* _TESTO FORNITO_:
________
La serie tv Sex Education, che tratta i diversi incontri che attraversano la vita di un teenager al liceo, sta raccogliendo un pubblico sempre più vasto su Netflix, e sta riportando in politica il dibattito di molti temi tabù.
Il protagonista Otis, la cui madre è terapista sessuale, decide di aprire clandestinamente “la clinica del sesso”, assieme alla compagna di liceo Meeve.
I due giovani aiutano diversi studenti che, com’è tipico dell’adolescenza, hanno confusione mentale sui vari temi legati alla sessualità, denunciando indirettamente la mancanza di un’adeguata educazione sessuale scolastica.
La serie tratta diverse storie andando a toccare argomenti argomenti tabù, come relazioni omosessuali, bisessuali, lesbiche o pansessuali. Sex Education cerca di lanciare un messaggio forte e chiaro: non importa chi tu sia, in quale categoria ti identifichi, l’importante è che tu stia bene con te stesso.
Il dibattito politico
Sex Education cerca di normalizzare il tema del sesso, trattando molti temi tabù, e Netflix, per pubblicizzare la serie, ha giocato proprio su questo: ha diffuso cartelloni pubblicitari nelle stazioni metropolitane con immagini che ricordano delle vulve, accompagnate dalla frase “Se la vediamo in forme diverse è perché non ce n’è una sola. Ognuna è perfetta. Anche la tua”.
Questo ha creato molti dibattiti sulla questione, soprattutto a Milano: in campagna elettorale i candidati hanno colto l’opportunità per dire la loro sul tema.
________
* _INFORMAZIONI_:

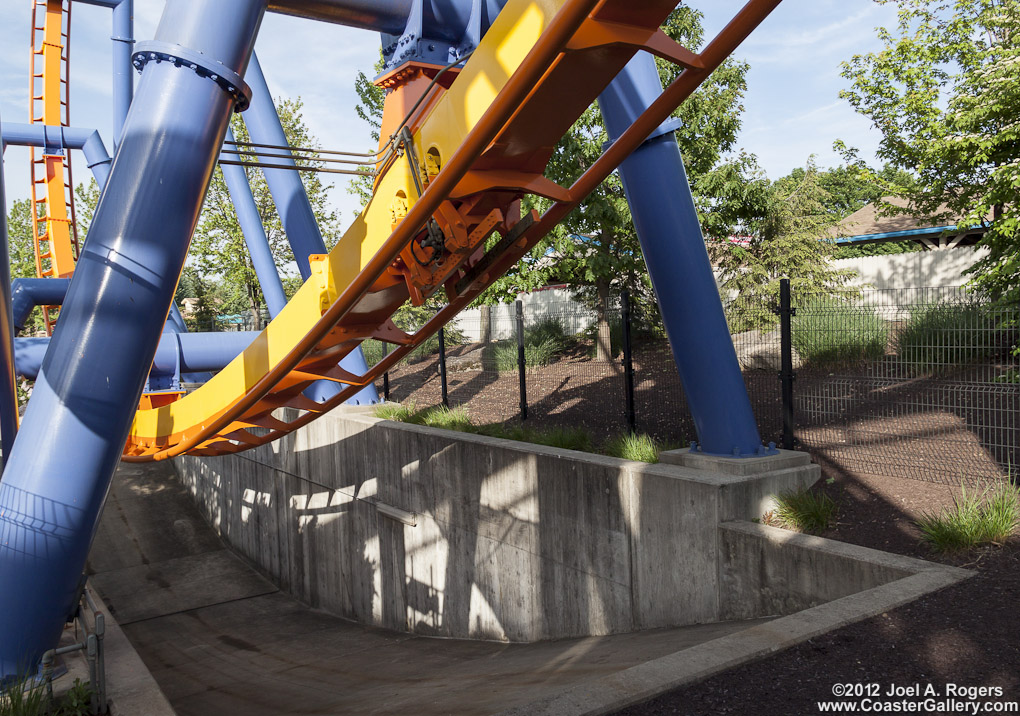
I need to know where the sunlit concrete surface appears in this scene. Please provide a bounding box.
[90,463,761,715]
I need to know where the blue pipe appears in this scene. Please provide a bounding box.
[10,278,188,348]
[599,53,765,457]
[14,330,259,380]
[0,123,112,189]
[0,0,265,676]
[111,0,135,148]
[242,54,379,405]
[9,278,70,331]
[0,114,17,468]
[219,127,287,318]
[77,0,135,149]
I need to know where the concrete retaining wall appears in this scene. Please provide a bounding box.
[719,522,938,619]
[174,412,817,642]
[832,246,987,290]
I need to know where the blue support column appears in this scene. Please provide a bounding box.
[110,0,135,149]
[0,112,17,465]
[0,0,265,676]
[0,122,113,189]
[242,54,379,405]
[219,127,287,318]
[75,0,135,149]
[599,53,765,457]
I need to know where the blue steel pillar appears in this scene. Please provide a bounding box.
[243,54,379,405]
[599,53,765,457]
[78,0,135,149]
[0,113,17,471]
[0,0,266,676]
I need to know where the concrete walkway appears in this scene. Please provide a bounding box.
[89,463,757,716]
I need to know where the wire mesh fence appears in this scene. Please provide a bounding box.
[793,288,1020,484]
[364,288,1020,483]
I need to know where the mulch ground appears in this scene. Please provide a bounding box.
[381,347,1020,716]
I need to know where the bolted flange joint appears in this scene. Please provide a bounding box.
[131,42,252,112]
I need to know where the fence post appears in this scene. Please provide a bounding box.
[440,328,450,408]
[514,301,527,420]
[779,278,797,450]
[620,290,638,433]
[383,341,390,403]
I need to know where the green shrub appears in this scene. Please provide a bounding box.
________
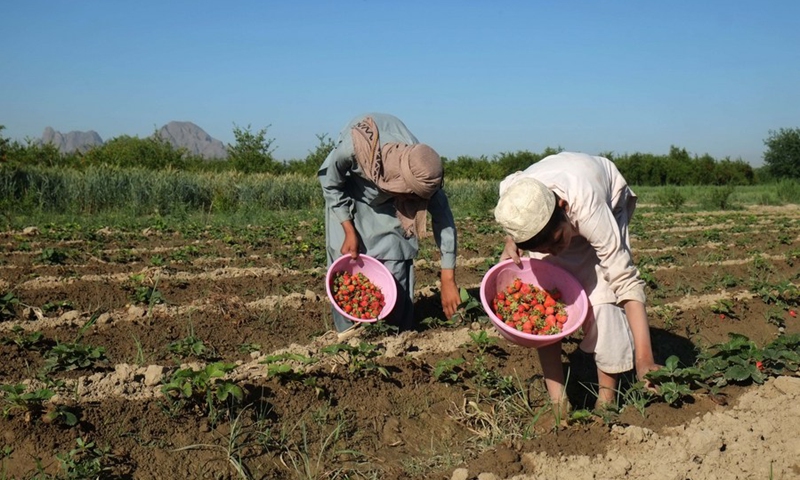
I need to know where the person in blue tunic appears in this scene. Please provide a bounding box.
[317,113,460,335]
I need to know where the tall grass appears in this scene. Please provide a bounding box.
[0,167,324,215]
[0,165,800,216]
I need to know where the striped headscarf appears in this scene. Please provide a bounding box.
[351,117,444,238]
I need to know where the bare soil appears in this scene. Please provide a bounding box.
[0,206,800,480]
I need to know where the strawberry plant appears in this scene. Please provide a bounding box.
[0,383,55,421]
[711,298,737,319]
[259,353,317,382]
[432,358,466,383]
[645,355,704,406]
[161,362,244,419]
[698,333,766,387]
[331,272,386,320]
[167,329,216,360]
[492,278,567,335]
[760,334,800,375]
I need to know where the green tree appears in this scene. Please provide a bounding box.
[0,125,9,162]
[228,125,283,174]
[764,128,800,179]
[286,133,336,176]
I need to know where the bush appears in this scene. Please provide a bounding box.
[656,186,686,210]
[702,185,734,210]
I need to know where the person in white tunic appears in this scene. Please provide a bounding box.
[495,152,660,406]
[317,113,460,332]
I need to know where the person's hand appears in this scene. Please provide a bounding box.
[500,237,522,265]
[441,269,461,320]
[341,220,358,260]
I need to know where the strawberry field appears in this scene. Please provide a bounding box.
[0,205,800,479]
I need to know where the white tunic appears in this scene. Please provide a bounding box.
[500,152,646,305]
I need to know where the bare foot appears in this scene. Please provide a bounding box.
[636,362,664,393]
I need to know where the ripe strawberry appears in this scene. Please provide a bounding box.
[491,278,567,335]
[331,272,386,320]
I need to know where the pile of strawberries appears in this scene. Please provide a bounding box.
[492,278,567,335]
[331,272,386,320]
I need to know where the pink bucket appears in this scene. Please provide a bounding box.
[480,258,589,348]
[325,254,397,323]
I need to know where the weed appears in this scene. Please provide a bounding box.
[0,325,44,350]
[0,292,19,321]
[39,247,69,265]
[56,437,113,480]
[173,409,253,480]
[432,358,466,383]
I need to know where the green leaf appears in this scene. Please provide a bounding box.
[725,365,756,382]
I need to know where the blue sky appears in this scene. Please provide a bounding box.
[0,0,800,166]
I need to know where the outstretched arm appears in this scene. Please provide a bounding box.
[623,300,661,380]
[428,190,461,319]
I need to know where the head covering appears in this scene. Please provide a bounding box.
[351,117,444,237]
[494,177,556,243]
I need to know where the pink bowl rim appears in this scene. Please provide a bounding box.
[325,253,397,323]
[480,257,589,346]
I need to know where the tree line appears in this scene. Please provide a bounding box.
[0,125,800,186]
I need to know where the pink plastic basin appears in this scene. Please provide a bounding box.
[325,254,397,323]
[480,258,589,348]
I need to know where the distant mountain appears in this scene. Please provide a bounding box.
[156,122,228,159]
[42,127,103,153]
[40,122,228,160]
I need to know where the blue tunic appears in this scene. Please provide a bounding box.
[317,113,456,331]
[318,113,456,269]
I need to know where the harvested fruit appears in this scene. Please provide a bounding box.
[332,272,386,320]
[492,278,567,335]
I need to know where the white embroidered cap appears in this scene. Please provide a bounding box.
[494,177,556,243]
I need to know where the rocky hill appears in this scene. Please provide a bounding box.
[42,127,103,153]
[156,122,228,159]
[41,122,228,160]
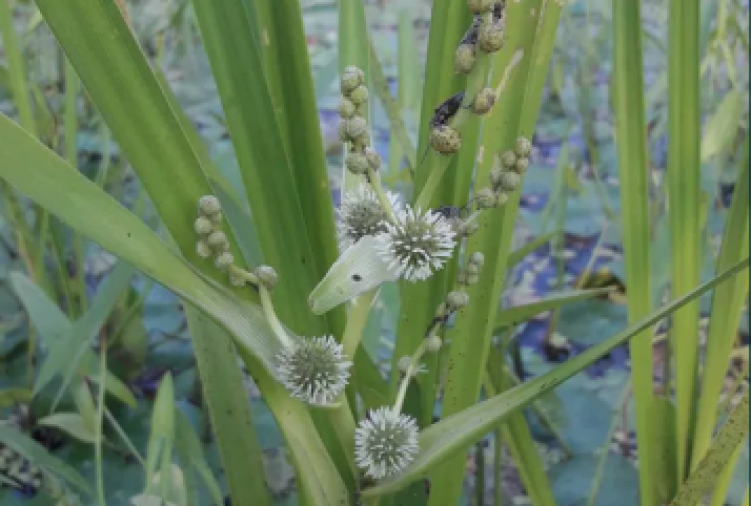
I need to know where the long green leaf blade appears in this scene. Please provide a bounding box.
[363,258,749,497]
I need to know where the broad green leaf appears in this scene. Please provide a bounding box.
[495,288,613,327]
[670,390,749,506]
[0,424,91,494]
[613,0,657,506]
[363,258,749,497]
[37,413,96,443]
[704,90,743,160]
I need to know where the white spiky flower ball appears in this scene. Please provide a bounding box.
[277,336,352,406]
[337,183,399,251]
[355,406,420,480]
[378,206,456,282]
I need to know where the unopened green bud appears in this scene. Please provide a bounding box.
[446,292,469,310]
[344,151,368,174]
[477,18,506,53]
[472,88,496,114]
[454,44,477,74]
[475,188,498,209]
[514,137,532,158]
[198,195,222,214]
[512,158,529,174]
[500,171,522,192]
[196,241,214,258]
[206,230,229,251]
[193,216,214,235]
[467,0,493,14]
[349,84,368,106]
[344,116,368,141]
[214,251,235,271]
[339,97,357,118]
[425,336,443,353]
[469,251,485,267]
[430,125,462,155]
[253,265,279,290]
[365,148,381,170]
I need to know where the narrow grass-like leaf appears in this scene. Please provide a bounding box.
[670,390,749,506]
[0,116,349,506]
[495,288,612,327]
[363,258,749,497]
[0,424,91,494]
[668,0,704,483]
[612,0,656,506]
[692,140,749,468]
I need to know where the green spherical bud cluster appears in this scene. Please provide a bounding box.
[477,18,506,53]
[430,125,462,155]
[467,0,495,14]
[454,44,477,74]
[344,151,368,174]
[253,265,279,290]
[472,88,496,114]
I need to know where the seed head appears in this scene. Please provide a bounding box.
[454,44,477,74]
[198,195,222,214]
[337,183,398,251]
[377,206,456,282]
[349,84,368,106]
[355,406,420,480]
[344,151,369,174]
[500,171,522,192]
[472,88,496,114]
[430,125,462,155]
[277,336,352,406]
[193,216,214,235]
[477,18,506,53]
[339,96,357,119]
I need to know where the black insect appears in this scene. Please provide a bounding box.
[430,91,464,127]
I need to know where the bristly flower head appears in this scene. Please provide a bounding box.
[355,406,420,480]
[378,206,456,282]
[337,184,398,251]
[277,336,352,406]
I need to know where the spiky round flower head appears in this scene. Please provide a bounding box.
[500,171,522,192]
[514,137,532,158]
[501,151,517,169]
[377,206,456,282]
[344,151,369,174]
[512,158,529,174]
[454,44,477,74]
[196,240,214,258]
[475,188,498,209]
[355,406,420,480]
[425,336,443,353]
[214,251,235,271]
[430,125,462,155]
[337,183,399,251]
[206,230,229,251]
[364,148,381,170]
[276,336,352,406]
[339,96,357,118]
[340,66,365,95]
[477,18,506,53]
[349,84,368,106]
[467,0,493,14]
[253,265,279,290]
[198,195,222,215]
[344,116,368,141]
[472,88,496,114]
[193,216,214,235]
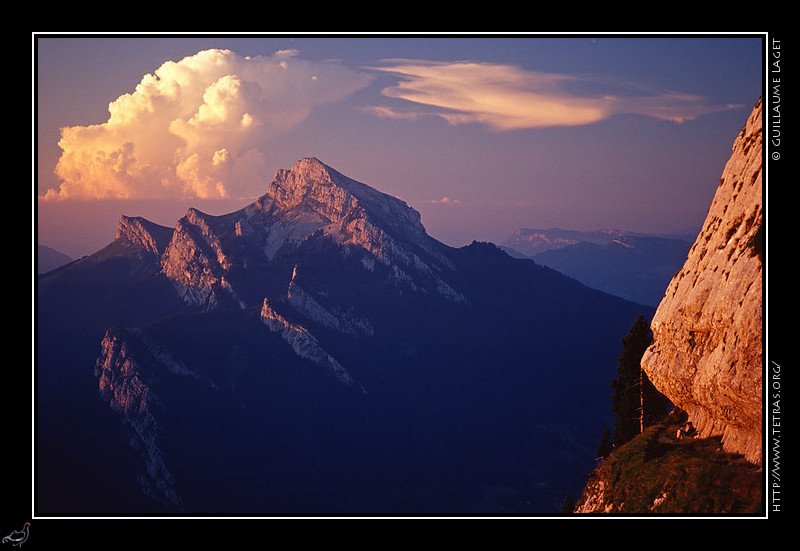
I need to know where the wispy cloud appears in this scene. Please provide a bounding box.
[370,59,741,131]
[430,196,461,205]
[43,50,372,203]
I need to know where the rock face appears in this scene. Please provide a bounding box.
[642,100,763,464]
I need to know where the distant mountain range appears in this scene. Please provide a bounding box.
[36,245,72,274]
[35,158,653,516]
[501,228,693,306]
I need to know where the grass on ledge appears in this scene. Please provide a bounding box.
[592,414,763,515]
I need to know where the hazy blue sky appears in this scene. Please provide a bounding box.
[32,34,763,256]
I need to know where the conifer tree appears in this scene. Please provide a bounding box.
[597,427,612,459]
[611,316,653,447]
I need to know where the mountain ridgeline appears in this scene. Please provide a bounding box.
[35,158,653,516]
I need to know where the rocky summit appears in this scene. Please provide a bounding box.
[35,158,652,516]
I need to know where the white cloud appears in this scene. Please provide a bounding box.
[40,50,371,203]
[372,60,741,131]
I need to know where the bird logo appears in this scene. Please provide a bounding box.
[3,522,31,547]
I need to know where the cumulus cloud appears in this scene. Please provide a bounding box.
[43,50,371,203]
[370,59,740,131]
________
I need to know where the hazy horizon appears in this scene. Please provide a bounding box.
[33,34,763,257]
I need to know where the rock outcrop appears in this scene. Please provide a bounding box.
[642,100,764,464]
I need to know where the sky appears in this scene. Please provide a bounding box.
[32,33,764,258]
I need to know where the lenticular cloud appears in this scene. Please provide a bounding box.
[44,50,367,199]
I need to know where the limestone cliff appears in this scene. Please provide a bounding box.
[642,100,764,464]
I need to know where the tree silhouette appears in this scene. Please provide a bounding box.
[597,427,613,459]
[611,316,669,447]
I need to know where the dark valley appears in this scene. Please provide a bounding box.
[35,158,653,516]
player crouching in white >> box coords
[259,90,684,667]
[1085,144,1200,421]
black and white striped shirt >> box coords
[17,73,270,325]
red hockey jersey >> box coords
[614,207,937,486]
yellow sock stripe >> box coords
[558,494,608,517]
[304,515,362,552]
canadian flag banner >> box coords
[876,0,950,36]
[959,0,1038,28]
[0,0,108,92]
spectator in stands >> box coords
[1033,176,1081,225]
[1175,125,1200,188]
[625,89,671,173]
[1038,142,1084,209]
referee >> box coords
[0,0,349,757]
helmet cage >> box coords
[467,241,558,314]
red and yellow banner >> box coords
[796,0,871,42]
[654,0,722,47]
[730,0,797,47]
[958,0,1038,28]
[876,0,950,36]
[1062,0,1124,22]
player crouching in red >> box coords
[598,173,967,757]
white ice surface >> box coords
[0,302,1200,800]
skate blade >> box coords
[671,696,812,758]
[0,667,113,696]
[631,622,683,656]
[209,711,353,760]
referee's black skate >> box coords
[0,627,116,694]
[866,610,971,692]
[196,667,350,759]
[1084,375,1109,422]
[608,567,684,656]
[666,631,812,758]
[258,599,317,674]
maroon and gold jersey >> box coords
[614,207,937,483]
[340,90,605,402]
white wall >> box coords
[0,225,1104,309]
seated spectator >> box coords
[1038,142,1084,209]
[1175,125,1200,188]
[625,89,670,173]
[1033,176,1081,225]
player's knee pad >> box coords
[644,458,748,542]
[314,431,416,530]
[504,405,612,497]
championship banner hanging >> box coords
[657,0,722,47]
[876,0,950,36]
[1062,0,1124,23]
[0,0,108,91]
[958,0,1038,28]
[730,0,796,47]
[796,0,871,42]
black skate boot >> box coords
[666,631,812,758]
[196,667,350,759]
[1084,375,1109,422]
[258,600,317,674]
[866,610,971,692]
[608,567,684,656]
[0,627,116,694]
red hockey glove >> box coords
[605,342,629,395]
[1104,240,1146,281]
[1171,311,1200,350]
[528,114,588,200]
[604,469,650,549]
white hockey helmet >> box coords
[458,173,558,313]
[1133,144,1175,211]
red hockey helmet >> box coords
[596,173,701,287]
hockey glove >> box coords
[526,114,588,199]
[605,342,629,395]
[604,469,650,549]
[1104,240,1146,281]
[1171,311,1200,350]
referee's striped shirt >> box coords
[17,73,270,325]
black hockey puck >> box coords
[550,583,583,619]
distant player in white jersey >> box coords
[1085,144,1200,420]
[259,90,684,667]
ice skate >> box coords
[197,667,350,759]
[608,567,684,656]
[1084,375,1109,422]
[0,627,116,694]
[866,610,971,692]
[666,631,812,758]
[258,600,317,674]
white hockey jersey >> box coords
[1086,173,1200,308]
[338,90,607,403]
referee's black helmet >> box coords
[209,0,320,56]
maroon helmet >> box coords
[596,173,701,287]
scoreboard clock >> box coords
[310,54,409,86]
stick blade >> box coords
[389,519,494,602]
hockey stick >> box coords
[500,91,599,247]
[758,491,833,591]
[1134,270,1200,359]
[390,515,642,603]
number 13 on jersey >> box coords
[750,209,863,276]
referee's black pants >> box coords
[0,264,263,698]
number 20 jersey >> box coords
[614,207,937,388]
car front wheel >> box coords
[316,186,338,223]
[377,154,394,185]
________
* _CONSEGNA_: Prosegui il testo sulla serie Sex Education partendo dal punto in cui si interrompe. Queste voci vengono da una fonte diversa dal testo.

* _RISPOSTA_:
Dopo le critiche di Barbara Mazzali, candidata sindaca di Fratelli d’Italia, è arrivata la replica dei radicali: Lorenzo Lipparini, candidato per Milano Radicale, ha risposto sostenendo che “Sex Education di Netflix fa quello che dovrebbero fare le istituzioni, ovvero informare e sensibilizzare su temi rilevanti per la salute e il benessere delle persone come la sessualità. Invece che scandalizzarsi e proporre censure è il momento di portare un normale dibattito su sesso e diritti nelle istituzioni e nella società”.
Un ulteriore commento è arrivato dall’associazione “Pro vita & famiglia”: “è indubbio come una ipersessualizzazione delle pubblicità e dei manifesti un problema lo pone, e non solo in termini di cattivo gusto, bensì concettuali: è forse un’educazione sessuale questa?”.
I cartelloni pubblicitari sono stati indubbiamente molto efficaci nel catturare l’attenzione delle persone, riuscendo così a dare visibilità alla serie, ma ha anche portato le istituzioni a riaprire il dibattito su temi tabù.